** PROBLEM DETAILS **
Copy out the entries below without any change, everything from the line containing "the river in" down to the last line of the entries.

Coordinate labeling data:
(begin)
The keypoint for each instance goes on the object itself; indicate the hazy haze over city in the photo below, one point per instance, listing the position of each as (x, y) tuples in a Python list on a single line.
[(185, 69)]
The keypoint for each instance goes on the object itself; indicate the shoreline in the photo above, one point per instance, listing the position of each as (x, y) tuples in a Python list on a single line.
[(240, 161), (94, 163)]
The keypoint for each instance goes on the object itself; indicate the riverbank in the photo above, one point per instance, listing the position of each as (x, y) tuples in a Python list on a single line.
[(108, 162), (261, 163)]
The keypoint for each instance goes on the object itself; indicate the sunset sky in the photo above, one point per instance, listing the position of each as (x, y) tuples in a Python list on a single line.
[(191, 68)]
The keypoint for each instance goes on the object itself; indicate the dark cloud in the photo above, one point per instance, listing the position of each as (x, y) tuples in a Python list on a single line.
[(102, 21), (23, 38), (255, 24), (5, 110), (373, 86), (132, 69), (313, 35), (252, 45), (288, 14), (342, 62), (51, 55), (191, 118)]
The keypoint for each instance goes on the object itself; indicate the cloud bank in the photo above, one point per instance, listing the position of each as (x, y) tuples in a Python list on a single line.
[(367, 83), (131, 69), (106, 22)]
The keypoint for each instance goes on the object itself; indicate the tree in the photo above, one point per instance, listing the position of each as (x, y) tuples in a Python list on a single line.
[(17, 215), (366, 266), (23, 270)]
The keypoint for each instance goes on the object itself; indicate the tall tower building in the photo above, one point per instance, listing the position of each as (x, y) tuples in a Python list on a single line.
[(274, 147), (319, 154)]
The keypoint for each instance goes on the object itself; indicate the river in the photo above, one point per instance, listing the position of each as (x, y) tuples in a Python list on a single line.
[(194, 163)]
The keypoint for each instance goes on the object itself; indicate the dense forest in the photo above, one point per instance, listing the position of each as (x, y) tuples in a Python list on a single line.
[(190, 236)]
(end)
** SOLUTION TO THIS TASK **
The keypoint for each instance goes on the object itself; indicate the river in the photo above, one point per instance, listing the position of each as (x, y) tuples in a Python list on a single line.
[(194, 163)]
The keypoint for each instance goes on the object itself; indicate the dense forest in the photo above, one point per instance, listing the position of each as (x, y) tuples in a Python list on a single line.
[(190, 236)]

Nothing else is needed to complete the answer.